Selected excerpt
-- Opening Marker --

I was about to say “knowing the wingnut record on historical quotes there’s probably a different context there that they didn’t mention.” But, nope. Just old-fashioned making-shit-up.
Bill E Pilgrim
I can’t help thinking of Mark Twain who famously said that Wagner’s music is “better than it sounds.”
srv
@Roger Moore: So it’s not truthy if it’s on a t-shirt
Woodrowfan
“The only cure for the ills of democracy, is more democracy.” Al Smith. Not always true, but I like the quote….
Anoniminous
“Scorched earth Republicans” are giving up on democracy because they are losing.
Bill E Pilgrim
@efgoldman: Well but he did say it ;)
I love your comment about Shaw just because I find that there’s this whole category of expressions about which nobody can ever figure out if they came from Shaw or Oscar Wilde. Then it turns out that it was either Disraeli or Fran Lebowitz.
Speaking of pedantry I found myself thinking that in Roosevelt’s time it would be “the bulliest pulpit” since that’s how he was using the word. I refrained, but just so you know that you’re not the only one.
RSA
I think Runciman’s observations are related to what I used to hear sometimes about politicians like Jesse Helms: “You have to respect him, because at least you know what he stands for.” It’s an elevation of clarity over everything else, including right and wrong.
Belafon
@Mike in NC: “Why won’t Obama issue an executive order to end DADT?” Democrats like it, too.
KG
@efgoldman: every politician who has ever won office, ever?
handsmile
Pardon the O/T interruption, but Dr. Strangelove, or How I Learned to Love the Bomb, the film that set off dpm’s recent and bloody marvelous “Watch Agains” thread, is being aired on TCM at 9:45pm EST.
(and glory be! Lynch’s Lost Highway is on the Sundance Channel at 10:00pm; of course the commercial interruptions there will destroy it)
Now back to the political theory…..btw David Runciman is a major young gunslinger on the subject at Cambridge University. (Heard him last year (?) at Columbia on a panel on political resistance movements.)
KG
@efgoldman: oh, I know where you were going, I was trying to un-Godwin it. Although, I’d suggest that in democracies (at least modern democracies), a politician must have some clarity of position on at least some issues in order to win. The days of promising a town X on the back of a train and then promising the next town not-X an hour or two later are gone.
schrodinger's cat
Tom Friedman loves dictatorship, most recently he was praising Singapore.
Baud
@RSA:
I disagree. That line of argument is used by people who want to justify their support for politicians who have odious views.
jl
” The curse of democracy is that we are condemned to want the thing we can’t have. ”
I don’t know if that is a special curse of democracy. Lots of dictators have been condemned to want things they can’t have: total security, a vicarious BS token of immortality through shaping their society after some insane image of themselves, or… the world. And dictators of have conned or bullied their citizens into wanting the same insane stuff. Napoleon and Hitler wanted the world, and got mass quantities of human beings slaughtered in their attempts.

-- Closing Marker --

Recorded data
-- Opening Marker --

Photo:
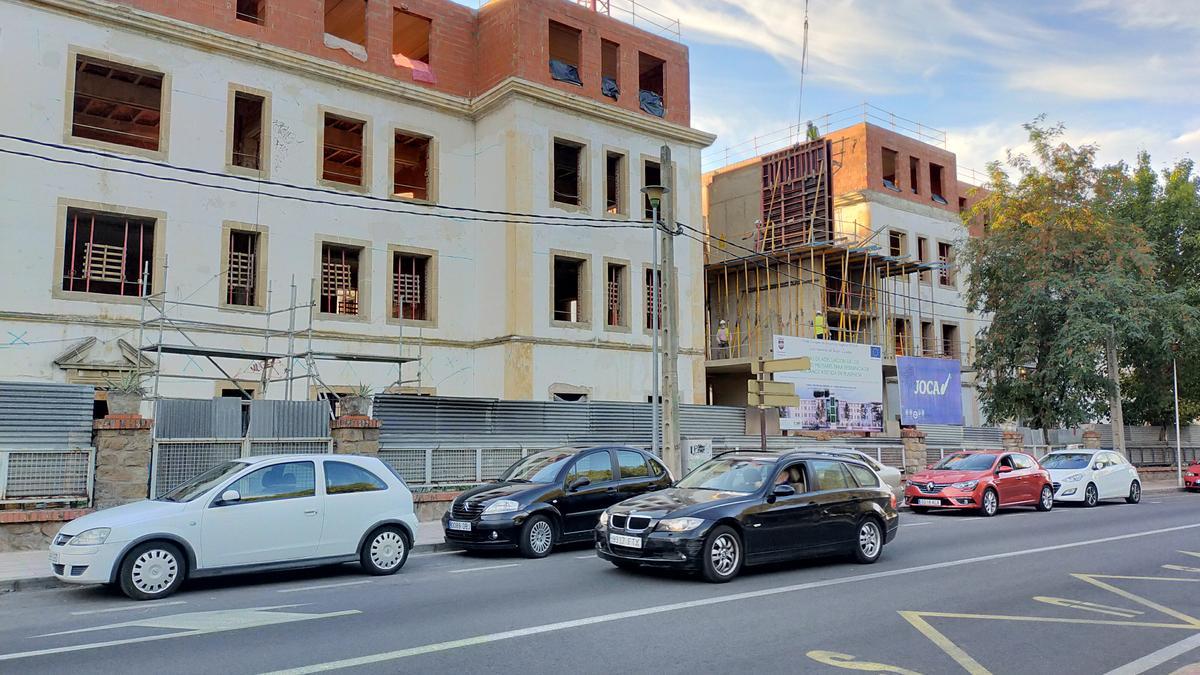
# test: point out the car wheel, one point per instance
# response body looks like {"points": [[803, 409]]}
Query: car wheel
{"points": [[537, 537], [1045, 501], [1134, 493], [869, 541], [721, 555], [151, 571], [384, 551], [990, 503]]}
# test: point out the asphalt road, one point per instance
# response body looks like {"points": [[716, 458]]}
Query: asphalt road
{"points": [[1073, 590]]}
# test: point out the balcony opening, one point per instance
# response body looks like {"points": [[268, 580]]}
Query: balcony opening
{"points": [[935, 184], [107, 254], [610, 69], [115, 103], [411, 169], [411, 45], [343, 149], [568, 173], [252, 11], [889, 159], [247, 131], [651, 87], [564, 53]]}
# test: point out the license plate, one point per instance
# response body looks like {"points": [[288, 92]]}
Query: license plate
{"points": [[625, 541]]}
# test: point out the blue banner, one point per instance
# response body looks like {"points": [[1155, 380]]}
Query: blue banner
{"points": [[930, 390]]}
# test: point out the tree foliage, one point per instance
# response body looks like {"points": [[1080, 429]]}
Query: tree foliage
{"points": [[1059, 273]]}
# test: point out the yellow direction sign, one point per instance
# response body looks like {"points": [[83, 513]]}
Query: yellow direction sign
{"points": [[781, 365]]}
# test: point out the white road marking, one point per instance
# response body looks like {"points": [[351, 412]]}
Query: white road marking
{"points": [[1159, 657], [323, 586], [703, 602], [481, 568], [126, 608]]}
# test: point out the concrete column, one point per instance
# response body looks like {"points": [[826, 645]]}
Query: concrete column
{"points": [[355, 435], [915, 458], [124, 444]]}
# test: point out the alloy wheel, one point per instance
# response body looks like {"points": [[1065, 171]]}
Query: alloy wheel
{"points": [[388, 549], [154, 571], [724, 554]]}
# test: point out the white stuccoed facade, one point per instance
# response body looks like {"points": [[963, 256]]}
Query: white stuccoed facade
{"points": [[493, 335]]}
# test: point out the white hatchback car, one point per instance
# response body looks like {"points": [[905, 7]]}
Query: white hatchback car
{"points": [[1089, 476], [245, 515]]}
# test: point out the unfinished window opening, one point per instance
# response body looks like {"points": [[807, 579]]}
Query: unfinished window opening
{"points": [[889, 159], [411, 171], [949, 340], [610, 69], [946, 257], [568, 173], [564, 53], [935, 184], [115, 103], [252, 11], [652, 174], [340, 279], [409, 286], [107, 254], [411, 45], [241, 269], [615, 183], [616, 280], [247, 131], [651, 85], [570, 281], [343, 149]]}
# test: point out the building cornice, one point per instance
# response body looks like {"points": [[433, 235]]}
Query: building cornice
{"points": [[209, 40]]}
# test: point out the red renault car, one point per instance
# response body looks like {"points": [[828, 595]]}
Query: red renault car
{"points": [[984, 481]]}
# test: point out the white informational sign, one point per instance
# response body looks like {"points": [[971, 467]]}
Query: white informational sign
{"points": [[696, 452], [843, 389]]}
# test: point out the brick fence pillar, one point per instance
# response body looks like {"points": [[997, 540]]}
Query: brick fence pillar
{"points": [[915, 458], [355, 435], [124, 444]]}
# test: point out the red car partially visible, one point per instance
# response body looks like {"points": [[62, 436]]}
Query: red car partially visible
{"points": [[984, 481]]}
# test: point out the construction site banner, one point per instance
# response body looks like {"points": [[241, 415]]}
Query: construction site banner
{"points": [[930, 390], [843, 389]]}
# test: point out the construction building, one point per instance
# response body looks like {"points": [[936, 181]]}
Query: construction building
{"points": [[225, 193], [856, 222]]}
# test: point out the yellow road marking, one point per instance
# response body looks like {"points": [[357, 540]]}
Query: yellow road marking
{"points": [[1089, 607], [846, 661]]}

-- Closing Marker --
-- Opening Marker --

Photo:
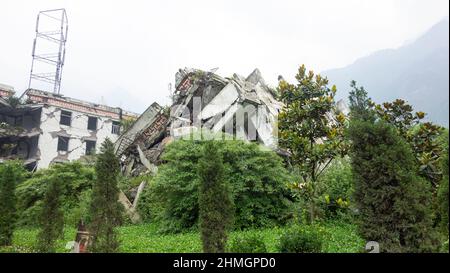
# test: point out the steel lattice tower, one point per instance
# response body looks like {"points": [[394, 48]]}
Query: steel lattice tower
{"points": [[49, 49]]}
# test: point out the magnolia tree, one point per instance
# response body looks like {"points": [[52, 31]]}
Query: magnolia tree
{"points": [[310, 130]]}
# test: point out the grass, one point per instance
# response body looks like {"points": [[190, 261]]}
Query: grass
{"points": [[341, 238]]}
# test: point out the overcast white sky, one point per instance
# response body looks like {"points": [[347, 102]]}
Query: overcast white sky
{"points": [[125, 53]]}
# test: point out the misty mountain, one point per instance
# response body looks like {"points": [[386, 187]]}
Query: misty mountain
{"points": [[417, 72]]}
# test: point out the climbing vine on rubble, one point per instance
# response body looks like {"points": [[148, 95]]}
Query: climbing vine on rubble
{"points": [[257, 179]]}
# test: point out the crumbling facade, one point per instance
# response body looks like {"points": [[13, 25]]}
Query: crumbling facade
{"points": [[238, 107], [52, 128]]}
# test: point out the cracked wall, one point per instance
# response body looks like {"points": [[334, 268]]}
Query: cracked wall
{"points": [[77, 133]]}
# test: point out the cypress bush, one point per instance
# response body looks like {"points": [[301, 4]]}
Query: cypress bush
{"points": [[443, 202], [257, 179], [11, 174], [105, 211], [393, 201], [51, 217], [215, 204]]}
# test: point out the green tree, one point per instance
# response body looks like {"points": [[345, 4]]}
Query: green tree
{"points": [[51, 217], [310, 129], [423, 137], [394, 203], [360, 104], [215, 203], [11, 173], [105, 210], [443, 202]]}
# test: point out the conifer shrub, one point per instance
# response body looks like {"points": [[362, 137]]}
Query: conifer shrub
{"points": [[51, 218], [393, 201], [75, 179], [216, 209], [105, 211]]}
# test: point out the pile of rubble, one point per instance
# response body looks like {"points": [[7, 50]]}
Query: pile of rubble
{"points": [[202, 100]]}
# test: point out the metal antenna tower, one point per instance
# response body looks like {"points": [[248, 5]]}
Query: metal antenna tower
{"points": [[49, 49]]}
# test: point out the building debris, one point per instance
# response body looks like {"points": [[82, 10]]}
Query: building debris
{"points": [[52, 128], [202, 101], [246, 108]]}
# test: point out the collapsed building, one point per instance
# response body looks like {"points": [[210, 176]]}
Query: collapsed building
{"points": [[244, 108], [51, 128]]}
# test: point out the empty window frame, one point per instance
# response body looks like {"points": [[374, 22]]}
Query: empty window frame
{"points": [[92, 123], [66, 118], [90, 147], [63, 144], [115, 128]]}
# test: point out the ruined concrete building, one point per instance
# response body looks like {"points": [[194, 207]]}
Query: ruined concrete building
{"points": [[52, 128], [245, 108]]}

-- Closing Marker --
-- Opening Marker --

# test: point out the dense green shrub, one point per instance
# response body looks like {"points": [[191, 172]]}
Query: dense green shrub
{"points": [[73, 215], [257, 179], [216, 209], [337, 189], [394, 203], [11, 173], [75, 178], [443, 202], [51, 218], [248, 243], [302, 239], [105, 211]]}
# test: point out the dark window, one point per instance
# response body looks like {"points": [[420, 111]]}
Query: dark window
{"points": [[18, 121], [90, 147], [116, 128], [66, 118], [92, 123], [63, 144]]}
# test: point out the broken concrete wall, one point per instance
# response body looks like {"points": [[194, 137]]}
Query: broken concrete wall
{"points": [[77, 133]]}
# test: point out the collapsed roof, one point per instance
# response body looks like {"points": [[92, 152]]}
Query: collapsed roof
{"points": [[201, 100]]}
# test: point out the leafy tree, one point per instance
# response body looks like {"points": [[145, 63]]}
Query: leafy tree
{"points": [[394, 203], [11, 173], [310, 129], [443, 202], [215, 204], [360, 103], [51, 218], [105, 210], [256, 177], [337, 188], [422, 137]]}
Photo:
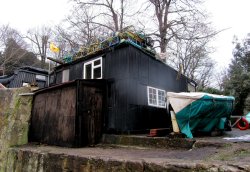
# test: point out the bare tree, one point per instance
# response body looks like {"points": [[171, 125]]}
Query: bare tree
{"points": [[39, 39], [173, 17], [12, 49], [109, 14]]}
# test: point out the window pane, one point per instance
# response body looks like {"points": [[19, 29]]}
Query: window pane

-- Closing Marker --

Problem to solve
According to the comment thread, at what time is Dr. Strangelove being aired on TCM? The records come from a source separate from the comment thread.

Output
9:45pm EST.